**PROBLEM DETAILS**
Set down, in full, every record in the block.

**Items from a data source**

------

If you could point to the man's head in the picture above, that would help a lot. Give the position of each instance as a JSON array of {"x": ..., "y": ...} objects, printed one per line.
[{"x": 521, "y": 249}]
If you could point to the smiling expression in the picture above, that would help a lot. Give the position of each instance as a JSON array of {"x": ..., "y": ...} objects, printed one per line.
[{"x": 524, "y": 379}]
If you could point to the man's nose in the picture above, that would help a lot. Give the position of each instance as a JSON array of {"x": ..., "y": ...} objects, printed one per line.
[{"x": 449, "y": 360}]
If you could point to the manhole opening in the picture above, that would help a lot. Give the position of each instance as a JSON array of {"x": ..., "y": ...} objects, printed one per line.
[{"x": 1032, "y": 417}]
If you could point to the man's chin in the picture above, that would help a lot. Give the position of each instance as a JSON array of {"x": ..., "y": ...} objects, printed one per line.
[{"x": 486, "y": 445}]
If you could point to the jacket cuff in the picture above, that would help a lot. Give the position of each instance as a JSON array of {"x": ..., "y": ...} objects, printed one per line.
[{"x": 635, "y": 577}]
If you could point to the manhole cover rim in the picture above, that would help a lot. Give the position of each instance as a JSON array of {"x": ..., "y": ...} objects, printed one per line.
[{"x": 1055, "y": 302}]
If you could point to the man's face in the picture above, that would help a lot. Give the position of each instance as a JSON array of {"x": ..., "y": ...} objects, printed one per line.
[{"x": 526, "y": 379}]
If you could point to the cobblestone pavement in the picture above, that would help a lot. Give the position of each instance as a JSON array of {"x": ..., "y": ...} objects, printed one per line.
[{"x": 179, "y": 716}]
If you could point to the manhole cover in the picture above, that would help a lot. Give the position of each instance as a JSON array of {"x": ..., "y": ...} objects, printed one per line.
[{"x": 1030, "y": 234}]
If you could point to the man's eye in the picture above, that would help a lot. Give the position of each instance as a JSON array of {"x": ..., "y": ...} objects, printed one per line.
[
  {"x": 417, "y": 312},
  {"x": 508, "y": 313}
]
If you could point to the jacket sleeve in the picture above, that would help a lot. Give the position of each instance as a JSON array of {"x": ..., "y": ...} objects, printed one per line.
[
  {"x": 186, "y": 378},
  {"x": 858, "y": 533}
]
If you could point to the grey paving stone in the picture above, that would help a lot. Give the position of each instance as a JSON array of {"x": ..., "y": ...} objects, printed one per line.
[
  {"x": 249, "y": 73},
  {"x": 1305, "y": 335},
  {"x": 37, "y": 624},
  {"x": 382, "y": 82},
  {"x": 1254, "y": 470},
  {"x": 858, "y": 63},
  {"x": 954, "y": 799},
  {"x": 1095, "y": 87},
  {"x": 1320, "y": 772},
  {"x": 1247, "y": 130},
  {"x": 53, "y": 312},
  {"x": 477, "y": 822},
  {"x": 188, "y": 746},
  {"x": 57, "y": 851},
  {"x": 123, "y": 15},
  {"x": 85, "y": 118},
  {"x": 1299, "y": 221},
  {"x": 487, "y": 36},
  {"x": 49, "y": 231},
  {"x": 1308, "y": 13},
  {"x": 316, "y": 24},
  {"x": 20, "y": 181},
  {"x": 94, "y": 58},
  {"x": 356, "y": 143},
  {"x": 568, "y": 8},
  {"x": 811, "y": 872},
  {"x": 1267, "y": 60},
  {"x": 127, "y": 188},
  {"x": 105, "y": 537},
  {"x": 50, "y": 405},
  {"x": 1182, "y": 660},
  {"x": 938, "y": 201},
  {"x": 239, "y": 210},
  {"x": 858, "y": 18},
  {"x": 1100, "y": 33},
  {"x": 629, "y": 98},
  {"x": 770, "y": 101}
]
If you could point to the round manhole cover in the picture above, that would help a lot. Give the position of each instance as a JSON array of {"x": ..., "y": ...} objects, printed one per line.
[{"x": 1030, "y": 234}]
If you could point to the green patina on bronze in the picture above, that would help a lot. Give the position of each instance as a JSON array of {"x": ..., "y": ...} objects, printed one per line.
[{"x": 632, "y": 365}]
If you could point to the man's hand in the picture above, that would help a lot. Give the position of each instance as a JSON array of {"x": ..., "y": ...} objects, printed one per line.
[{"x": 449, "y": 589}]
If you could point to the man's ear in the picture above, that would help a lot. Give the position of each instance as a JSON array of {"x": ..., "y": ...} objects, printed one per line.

------

**FINISHED TASK**
If you could point to the man's head in the picture above, that would help a lot. Give the position of each instance as a JSON array of {"x": ..., "y": ...} objects, printed one per line.
[{"x": 521, "y": 249}]
If you could point to the smiling expression in the picture above, that would help a lot. Give the position of each instance as a JSON array of {"x": ..., "y": ...} objects, printed one per line.
[{"x": 524, "y": 379}]
If you could point to the man's nose in the picture above, that would help a lot. Give the position of each instance as a JSON array of {"x": ..., "y": ...} objects, printed one per line.
[{"x": 449, "y": 360}]
If you could point to the manhole opening in the picture above, that would help a lot. Give the position of each instance as a JSON array of {"x": ..., "y": ...} objects, printed one per line.
[{"x": 1032, "y": 417}]
If you could point to the man's chin in the picture above, that would help a lot. Give the position of each instance as a JSON array of {"x": ..., "y": ...} objects, printed one per line.
[{"x": 486, "y": 445}]
If you could point to the jacket cuff in the picture above, that would help a lot. Give the position of each instance as a JSON array of {"x": ..., "y": ...} objects, printed one per line.
[{"x": 635, "y": 577}]
If you could point to the manhole cover rim in the picture above, that would help a lot. Give the position of each instance as a JSON array of {"x": ..., "y": ...} objects, printed one per line.
[{"x": 1055, "y": 302}]
If you could point to the man's face in the picture above, that would help a lot. Give the position of each instance as a JSON array of {"x": ..., "y": ...} objects, printed one per line.
[{"x": 526, "y": 379}]
If you could point to the cobblestone pavement in the picture above, that would help a lot. Give the position of each instance as a JSON array of {"x": ..., "y": ...} objects, printed one per line.
[{"x": 179, "y": 716}]
If you could point to the manhole cover in the picture above, that would help a lot. Give the position of each instance as a JSON array of {"x": ..., "y": ...} objects, printed one per line.
[{"x": 1030, "y": 234}]
If you could point to the man's eye in the picture above, that would help a lot. Give the position of each instance as a JSON array of {"x": ..., "y": ...} objects, printed one per line.
[
  {"x": 417, "y": 312},
  {"x": 508, "y": 313}
]
If you could point to the jacket sleeve in the picture above, that would help a lot. Give the position of each instance as a JSON array of {"x": ..., "y": ...} objects, printed one per line.
[
  {"x": 186, "y": 378},
  {"x": 858, "y": 533}
]
If you could point to the grey paving stone in the picture above, that would help a lot. Give the position of each instance as a JSON array of {"x": ..., "y": ...} objects, printed one per line.
[
  {"x": 249, "y": 73},
  {"x": 1305, "y": 335},
  {"x": 37, "y": 624},
  {"x": 382, "y": 82},
  {"x": 1254, "y": 470},
  {"x": 858, "y": 63},
  {"x": 954, "y": 799},
  {"x": 1095, "y": 87},
  {"x": 1320, "y": 772},
  {"x": 1247, "y": 130},
  {"x": 53, "y": 312},
  {"x": 477, "y": 822},
  {"x": 188, "y": 746},
  {"x": 57, "y": 851},
  {"x": 123, "y": 15},
  {"x": 85, "y": 118},
  {"x": 1299, "y": 221},
  {"x": 487, "y": 36},
  {"x": 49, "y": 231},
  {"x": 1308, "y": 13},
  {"x": 316, "y": 24},
  {"x": 20, "y": 181},
  {"x": 94, "y": 58},
  {"x": 356, "y": 143},
  {"x": 568, "y": 8},
  {"x": 811, "y": 872},
  {"x": 1267, "y": 60},
  {"x": 127, "y": 188},
  {"x": 105, "y": 537},
  {"x": 50, "y": 405},
  {"x": 1182, "y": 660},
  {"x": 938, "y": 201},
  {"x": 239, "y": 210},
  {"x": 858, "y": 18},
  {"x": 1100, "y": 33},
  {"x": 629, "y": 98},
  {"x": 770, "y": 101}
]
If you could point to the round manhole cover in the picture above, that would help a lot. Give the position of each instance as a JSON array of {"x": ..., "y": ...} objects, printed one per line.
[{"x": 1030, "y": 234}]
If you could point to the green patina on bronze in the picture above, that would help a lot. Give the position of each instance as a JSON array of {"x": ..., "y": ...} objects, printed one per line.
[{"x": 632, "y": 365}]
If you could point to the man's hand in the picture above, that would help a lot. Give the position of each instance as a JSON array of {"x": ..., "y": ...} objects, printed one per line.
[{"x": 449, "y": 589}]
If you could point to the man's ear in the picture above, that would help a lot. Give the position of each instance as a JSON array of {"x": ..., "y": ...} objects, printed one per line.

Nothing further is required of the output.